_The task_. Update the entries below by replacing each "simplified polygon" with "rough polygon". Leave everything else unchanged.

──────── Entries shown

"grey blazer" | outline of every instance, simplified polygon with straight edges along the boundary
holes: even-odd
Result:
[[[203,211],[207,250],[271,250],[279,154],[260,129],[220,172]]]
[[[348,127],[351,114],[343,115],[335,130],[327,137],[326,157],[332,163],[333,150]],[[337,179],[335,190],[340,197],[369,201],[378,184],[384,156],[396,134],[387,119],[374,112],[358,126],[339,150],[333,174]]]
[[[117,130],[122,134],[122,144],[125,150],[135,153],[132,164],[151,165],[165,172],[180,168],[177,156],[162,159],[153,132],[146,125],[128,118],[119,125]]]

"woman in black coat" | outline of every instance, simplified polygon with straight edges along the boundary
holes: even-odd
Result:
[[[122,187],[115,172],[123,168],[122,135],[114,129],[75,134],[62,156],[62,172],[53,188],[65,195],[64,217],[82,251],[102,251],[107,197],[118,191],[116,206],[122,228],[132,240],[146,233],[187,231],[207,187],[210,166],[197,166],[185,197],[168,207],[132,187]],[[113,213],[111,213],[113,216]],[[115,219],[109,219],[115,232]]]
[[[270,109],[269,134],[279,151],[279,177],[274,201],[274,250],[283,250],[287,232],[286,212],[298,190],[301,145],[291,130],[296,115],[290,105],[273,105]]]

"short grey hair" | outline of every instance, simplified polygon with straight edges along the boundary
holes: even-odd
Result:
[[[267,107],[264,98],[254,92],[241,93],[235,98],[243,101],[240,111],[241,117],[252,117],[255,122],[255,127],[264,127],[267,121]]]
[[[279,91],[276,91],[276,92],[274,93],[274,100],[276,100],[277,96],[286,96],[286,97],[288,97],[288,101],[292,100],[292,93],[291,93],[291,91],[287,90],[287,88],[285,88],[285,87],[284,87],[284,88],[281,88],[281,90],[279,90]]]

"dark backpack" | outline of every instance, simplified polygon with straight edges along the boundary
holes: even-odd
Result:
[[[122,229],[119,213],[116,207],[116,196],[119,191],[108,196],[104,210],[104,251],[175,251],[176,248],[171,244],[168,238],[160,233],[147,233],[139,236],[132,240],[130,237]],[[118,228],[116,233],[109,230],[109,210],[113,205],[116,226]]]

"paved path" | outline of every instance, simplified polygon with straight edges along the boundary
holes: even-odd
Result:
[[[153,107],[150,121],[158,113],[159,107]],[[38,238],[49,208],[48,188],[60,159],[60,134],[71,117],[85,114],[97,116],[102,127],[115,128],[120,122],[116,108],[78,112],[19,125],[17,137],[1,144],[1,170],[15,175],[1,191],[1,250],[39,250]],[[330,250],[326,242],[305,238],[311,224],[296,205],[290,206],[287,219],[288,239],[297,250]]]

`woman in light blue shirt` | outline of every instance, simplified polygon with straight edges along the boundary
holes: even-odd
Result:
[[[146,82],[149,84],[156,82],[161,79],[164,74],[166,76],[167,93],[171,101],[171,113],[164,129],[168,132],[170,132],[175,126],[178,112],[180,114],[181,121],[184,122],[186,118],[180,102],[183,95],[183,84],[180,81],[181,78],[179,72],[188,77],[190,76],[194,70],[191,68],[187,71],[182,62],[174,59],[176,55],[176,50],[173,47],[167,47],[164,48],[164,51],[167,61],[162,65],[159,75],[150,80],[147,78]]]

────────────────

_Exercise result_.
"grey blazer" | outline of every instance, rough polygon with straight edges along the boundary
holes: even-odd
Result:
[[[203,211],[207,250],[271,250],[279,154],[260,129],[220,172]]]
[[[348,127],[351,114],[343,115],[335,130],[327,137],[326,157],[332,163],[333,150]],[[337,179],[335,190],[340,197],[369,201],[378,184],[384,156],[396,134],[387,119],[374,112],[358,126],[339,150],[333,174]]]
[[[117,130],[122,134],[122,144],[125,150],[135,153],[132,164],[151,165],[165,172],[180,168],[177,156],[162,159],[153,132],[146,125],[128,118],[119,125]]]

"woman in black coat" | outline of every instance, rough polygon with straight edges along the boundary
holes: even-odd
Result:
[[[122,187],[115,172],[123,168],[122,135],[114,129],[75,134],[62,156],[62,172],[53,188],[65,195],[64,217],[82,251],[102,251],[107,197],[118,191],[116,206],[122,228],[132,240],[146,233],[187,231],[207,187],[210,166],[197,166],[185,197],[168,207],[132,187]],[[113,213],[111,213],[113,216]],[[115,219],[109,219],[115,232]]]
[[[270,109],[269,134],[279,151],[279,177],[274,201],[274,250],[283,250],[287,232],[286,212],[298,190],[301,145],[291,130],[296,115],[290,105],[273,105]]]

"short grey hair" | outline of every instance, rough polygon with straight edges along the boundary
holes: even-odd
Result:
[[[267,107],[264,98],[254,92],[241,93],[235,98],[243,101],[240,111],[241,117],[252,117],[255,122],[255,127],[264,127],[267,121]]]
[[[279,91],[276,91],[276,92],[274,93],[274,100],[276,100],[277,96],[286,96],[286,97],[288,97],[288,101],[292,100],[292,93],[291,93],[291,91],[287,90],[287,88],[285,88],[285,87],[284,87],[284,88],[281,88],[281,90],[279,90]]]

"dark backpack" | outline of every instance, rough polygon with straight edges along the boundary
holes: even-odd
Result:
[[[122,229],[119,213],[116,207],[116,196],[119,191],[108,196],[104,210],[104,251],[175,251],[176,248],[171,244],[168,238],[160,233],[147,233],[139,236],[132,240],[130,237]],[[118,228],[116,233],[109,230],[109,210],[113,205],[116,226]]]

"paved path" | outline of every instance, rough polygon with straight edges along the boundary
holes: even-odd
Result:
[[[153,107],[150,121],[158,113],[159,107]],[[38,238],[49,208],[48,188],[60,159],[60,134],[71,117],[85,114],[97,116],[102,127],[115,128],[120,122],[116,108],[78,112],[19,125],[17,137],[1,144],[1,170],[15,175],[1,191],[1,250],[39,250]],[[330,250],[326,242],[305,238],[311,224],[296,205],[290,206],[287,219],[288,239],[297,250]]]

`woman in light blue shirt` | outline of every instance, rough polygon with straight edges along the boundary
holes: even-odd
Result:
[[[146,82],[149,84],[156,82],[161,79],[164,74],[166,76],[167,93],[171,101],[171,113],[164,129],[168,132],[170,132],[175,126],[178,112],[180,114],[181,121],[184,122],[186,118],[180,102],[183,95],[183,84],[180,81],[181,78],[179,72],[188,77],[190,76],[194,70],[191,68],[187,71],[182,62],[174,59],[176,55],[176,50],[173,47],[167,47],[164,48],[164,51],[167,61],[162,65],[159,75],[150,80],[147,78]]]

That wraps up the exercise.